[PROBLEM TO SOLVE]
Answer these questions using the essay on pregnancy and horror films.
1. What nationality is The Brood said to be?
2. What did the GP say the writer would "not be" without feeling some remorse?
3. According to the friend, why does the protagonist of Prometheus have to operate on herself?
━━━━━ TEXT UNDER STUDY ━━━━━
In the same way, I found David Cronenberg’s The Brood fascinating, despite the fact that it can easily be seen to have a Men’s Rights’ Activist subtext, especially when we consider it is a Canadian movie made 10 years before the Polytechnic massacre.

What society in general tells me is that I am an abnormal woman, or less than a woman, to have no desire to be pregnant, have a child or be a mother, and a whole branch of Feminism reinforces that. I am the monster, when what I feel is that pregnancy and babies are monstrous. I have never found a doctor that believes that not wanting a child ever is possible for a woman. A GP actually gave me some information about what is practically grief-counselling when I planned my abortion, and mentioned that I would “not be human” if I did not feel some kind of remorse. Well-meaning, but really confusing to me. And the half-amused “oh, you will see, you’ll come round!” is in many ways a lot more insulting than accusations of being monstrous as it is basically considering me as a child.
Being pregnant made me physically and mentally sick, it was a horrible experience which I do not recommend to anyone. I really wish my body had had a way to “shut the whole thing down” and maybe in some psychosomatic way it was trying its best. During that period, I went to see Prometheus at the cinema. In this film, skip this if you are a spoiler-hater, the protagonist performs a surgical abortion (ceasarean?) on herself to extract the monster gestating in her. At which point my friend turned to me to enquire if I was okay or wanted to leave. But I found it AWESOME. It depicted exactly my state of mind at the time, and I think that is the major reason why I am almost the only person who actually enjoyed that film. Later, we discussed the numerous things which do not make sense in that film, and he listed the fact that she has to self-operate on herself, as the surgery machine does not have software for female body-types. It is true that it would make logical sense that the machine would either only work on one particular body, or all, although justifications can be found. However, the real justification for that detail, and the reason why I strongly appreciated it, has to do with the fact it addresses, in a single sentence, powerful issues about bodies, medicine and gender.
━━━━━ DATASET EXTRACT ━━━━━
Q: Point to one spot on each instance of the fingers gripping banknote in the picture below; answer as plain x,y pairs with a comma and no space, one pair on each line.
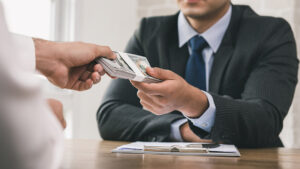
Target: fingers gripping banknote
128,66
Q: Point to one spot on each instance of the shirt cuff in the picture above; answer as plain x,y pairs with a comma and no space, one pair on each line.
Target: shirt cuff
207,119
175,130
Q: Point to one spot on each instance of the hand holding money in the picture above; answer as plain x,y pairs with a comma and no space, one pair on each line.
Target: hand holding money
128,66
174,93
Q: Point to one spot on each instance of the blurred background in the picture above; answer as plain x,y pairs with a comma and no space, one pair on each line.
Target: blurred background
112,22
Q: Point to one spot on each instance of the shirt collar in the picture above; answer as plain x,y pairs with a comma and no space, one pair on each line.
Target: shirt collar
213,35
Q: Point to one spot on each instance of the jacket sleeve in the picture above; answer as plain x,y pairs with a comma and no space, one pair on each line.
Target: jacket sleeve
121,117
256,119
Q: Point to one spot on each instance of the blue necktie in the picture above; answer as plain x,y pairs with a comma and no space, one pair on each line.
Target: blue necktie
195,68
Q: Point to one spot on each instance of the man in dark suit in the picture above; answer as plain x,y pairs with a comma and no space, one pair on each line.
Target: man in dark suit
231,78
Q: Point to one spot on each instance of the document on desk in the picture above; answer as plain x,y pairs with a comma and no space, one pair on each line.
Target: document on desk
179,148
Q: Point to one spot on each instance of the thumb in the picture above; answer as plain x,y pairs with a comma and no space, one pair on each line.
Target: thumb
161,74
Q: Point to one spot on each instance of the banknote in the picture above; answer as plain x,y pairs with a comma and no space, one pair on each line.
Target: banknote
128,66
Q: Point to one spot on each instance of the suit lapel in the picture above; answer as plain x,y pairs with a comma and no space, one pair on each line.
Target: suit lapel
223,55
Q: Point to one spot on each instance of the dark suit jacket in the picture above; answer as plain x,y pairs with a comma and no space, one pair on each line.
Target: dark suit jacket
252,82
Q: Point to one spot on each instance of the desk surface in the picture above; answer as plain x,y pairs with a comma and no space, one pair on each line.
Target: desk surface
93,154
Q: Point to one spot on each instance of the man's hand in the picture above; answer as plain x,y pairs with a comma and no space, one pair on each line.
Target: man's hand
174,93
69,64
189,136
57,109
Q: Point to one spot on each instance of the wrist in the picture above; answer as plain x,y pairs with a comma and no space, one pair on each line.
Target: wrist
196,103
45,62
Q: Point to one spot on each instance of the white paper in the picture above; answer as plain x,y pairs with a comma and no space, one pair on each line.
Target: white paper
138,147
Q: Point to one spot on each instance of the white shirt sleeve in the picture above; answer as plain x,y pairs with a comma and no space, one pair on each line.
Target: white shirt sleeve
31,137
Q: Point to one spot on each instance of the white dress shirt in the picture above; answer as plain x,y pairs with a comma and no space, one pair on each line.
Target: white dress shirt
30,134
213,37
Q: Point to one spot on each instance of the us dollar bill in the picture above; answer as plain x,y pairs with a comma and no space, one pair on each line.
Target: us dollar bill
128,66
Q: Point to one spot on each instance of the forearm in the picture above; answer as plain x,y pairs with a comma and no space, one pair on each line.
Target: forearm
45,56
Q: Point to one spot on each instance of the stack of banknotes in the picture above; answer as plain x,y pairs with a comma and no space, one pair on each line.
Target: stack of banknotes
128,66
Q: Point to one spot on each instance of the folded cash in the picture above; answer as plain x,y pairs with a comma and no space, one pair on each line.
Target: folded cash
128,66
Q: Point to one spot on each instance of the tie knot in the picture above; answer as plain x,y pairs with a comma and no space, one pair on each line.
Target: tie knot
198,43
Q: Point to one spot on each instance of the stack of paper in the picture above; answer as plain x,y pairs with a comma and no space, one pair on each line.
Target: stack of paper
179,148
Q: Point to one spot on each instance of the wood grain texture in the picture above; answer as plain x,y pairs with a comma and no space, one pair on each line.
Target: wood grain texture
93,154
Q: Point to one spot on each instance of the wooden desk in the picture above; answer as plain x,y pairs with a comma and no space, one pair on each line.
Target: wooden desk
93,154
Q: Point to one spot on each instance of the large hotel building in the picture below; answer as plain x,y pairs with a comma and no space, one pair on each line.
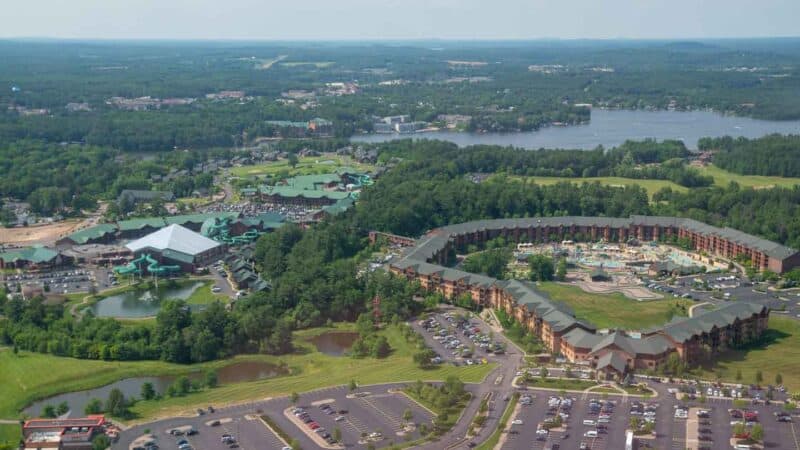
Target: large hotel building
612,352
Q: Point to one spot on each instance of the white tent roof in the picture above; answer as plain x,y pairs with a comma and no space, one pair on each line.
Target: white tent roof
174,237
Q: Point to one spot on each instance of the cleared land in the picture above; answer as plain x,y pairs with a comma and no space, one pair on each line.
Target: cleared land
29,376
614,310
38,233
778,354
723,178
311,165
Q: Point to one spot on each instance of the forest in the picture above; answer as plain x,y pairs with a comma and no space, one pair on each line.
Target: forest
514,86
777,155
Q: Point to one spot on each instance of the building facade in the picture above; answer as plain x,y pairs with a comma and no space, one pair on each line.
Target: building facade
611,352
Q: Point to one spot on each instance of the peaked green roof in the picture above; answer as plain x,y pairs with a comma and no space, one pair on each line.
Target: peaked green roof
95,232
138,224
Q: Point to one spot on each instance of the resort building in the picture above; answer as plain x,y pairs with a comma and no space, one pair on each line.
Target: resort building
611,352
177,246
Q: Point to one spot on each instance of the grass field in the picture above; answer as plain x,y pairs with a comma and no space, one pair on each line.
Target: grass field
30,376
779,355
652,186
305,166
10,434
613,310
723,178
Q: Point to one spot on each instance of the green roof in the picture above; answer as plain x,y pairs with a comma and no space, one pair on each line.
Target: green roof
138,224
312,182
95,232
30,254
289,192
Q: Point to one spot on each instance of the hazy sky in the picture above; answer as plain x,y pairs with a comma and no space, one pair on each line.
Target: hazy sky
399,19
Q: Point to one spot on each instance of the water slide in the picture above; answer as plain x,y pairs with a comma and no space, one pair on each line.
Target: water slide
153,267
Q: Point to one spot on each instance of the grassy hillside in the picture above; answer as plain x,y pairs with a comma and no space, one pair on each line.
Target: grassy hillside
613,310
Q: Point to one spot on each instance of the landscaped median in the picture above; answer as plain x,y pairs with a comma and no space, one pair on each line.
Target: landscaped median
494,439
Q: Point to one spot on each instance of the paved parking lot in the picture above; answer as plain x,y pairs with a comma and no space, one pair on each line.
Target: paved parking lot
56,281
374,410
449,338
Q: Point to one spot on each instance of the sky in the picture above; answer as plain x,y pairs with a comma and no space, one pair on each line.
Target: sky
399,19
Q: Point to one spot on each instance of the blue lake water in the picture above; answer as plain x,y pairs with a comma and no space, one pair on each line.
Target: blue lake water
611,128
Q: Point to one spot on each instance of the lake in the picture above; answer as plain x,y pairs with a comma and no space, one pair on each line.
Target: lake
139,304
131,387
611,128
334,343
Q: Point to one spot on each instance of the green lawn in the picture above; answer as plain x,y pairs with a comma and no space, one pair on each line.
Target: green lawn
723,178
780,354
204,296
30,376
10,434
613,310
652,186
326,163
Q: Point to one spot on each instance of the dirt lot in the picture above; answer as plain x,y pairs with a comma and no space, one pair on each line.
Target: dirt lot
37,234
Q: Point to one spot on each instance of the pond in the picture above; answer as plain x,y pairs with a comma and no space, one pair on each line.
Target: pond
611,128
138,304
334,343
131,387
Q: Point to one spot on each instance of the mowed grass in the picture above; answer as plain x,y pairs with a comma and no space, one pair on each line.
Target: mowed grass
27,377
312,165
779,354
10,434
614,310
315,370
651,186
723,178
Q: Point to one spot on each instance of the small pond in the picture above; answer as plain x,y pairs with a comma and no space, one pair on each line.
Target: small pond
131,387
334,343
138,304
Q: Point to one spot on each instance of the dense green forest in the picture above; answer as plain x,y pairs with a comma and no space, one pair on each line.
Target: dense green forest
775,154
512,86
━━━━━
━━━━━ DATASET EXTRACT ━━━━━
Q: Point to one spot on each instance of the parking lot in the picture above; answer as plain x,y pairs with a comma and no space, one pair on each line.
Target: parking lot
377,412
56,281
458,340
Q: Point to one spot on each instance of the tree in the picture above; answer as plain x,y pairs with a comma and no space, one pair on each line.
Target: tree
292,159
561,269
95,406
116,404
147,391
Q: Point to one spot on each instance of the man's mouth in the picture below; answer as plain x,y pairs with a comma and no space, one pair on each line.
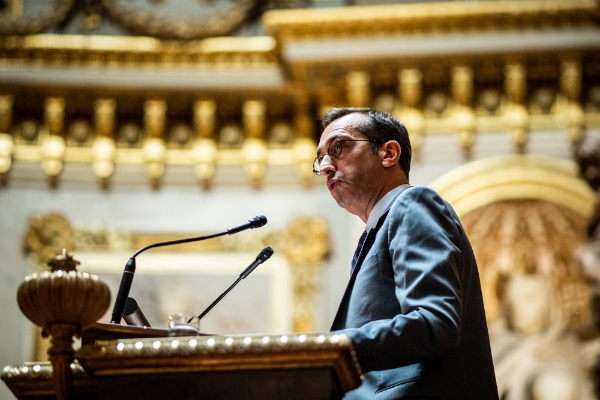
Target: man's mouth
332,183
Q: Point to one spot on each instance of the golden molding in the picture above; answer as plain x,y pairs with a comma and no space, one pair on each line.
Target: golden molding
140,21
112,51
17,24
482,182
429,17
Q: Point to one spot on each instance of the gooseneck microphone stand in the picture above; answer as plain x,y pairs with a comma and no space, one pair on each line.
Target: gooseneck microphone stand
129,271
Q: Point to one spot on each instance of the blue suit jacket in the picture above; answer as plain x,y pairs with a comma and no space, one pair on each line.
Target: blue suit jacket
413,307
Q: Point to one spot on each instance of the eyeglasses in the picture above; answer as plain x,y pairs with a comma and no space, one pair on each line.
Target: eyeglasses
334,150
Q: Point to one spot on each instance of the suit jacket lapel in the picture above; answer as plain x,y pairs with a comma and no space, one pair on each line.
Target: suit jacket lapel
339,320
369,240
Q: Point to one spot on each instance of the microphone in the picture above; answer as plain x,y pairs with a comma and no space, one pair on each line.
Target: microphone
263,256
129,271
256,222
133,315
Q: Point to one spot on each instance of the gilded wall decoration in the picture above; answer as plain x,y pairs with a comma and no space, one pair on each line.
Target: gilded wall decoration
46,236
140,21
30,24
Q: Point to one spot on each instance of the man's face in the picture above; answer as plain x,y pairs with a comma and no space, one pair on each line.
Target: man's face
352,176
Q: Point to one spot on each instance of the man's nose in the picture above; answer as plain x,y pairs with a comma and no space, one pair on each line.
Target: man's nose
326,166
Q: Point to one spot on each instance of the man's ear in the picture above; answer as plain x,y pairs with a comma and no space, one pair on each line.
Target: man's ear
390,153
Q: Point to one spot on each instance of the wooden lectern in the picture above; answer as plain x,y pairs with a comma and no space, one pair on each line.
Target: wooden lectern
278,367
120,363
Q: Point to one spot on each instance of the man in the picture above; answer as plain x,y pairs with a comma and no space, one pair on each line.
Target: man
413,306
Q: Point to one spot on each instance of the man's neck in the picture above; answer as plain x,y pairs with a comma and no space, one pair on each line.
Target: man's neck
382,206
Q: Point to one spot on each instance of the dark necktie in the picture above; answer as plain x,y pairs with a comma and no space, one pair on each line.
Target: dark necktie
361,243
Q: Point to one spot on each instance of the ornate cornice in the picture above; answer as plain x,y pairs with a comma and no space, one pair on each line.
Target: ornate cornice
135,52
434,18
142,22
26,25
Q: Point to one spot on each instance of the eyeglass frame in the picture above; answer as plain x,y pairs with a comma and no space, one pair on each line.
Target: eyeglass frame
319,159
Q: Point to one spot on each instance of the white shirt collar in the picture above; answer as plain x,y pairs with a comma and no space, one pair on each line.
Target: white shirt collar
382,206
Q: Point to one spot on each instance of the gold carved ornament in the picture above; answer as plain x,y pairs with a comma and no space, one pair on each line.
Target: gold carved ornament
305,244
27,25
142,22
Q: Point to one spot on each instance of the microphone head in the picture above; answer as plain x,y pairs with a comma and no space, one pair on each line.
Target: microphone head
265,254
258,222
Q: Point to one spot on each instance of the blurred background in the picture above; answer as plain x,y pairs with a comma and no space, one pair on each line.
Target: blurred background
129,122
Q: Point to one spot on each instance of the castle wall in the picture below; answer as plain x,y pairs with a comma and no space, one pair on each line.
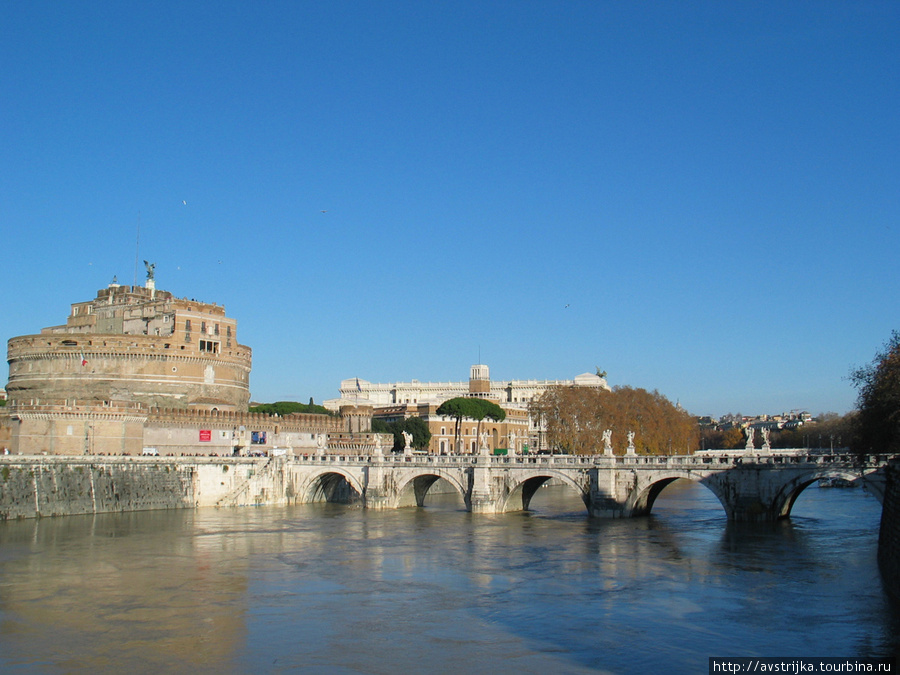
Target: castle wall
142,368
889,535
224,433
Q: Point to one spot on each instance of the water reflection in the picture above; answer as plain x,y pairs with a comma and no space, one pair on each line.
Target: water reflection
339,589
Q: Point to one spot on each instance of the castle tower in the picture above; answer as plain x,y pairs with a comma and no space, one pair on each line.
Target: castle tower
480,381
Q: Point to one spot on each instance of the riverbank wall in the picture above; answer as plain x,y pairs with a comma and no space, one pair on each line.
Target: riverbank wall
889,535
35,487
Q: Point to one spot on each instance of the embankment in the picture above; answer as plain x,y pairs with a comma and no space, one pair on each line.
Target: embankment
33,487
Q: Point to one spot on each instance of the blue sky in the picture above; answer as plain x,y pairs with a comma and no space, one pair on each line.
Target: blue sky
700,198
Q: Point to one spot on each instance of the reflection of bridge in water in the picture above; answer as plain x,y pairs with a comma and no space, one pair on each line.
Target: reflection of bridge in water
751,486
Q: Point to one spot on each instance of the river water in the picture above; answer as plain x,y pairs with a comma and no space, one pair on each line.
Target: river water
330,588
━━━━━
[EXERCISE SOLUTION]
1. It is a Canadian movie.
2. The GP said the writer would "not be human."
3. The surgery machine does not have software for female body-types.